═════ MATERIAL FOR THE TASK

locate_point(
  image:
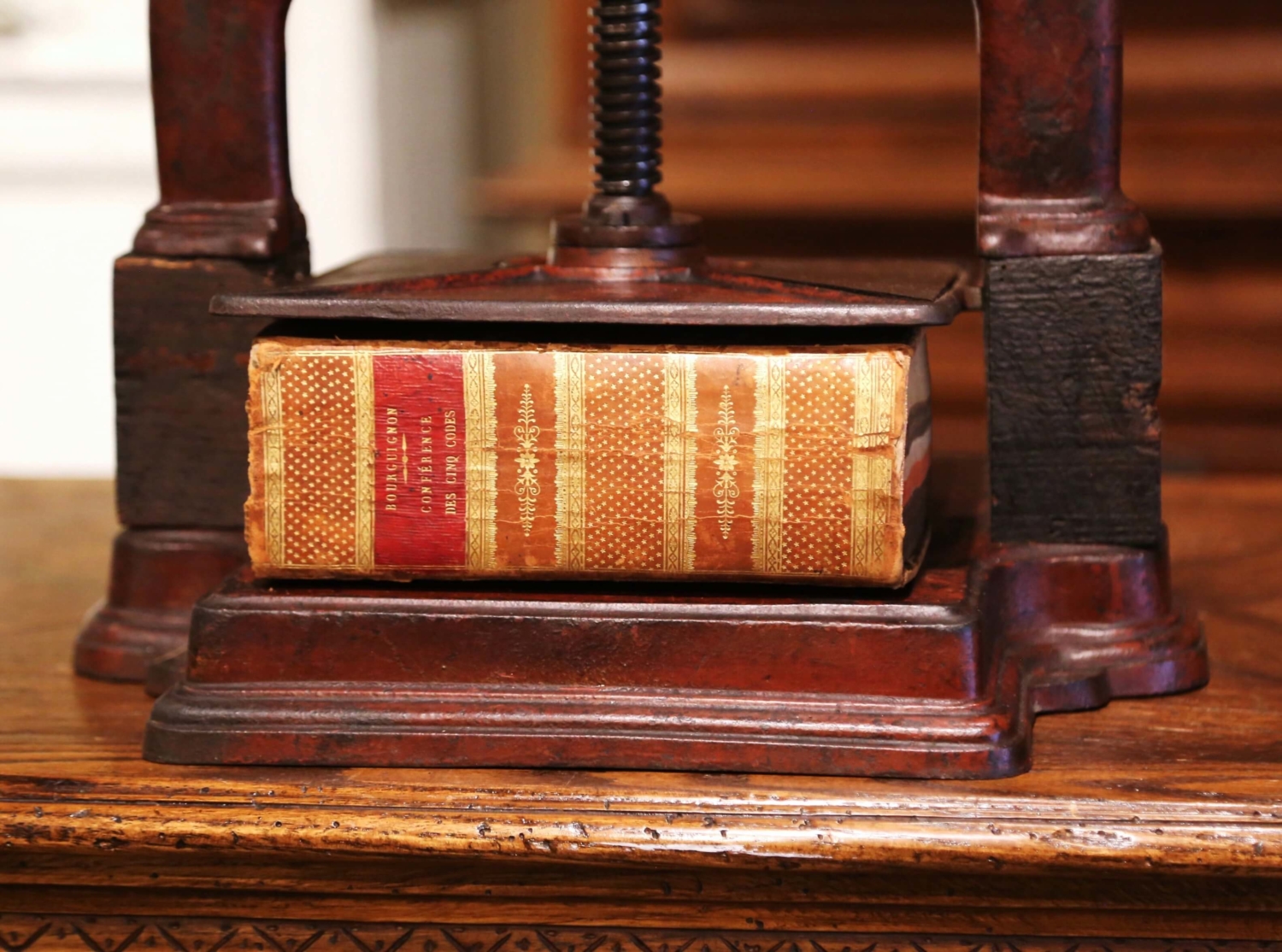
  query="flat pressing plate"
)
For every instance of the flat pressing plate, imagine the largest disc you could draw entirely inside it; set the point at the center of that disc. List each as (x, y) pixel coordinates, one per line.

══════════

Rewrite the data above, replacing "flat pressing plate" with "pressing plate" everywhere it occurs and keeping everything else the same. Omit the picture from your answer.

EXPECTED OUTPUT:
locate_point(
  image:
  query="pressing plate"
)
For every instance of the pressing plate, imagine the largest disc you could draw entirely inside it; set the point at the center of that disc. List each as (x, y) pixel coordinates, one per line.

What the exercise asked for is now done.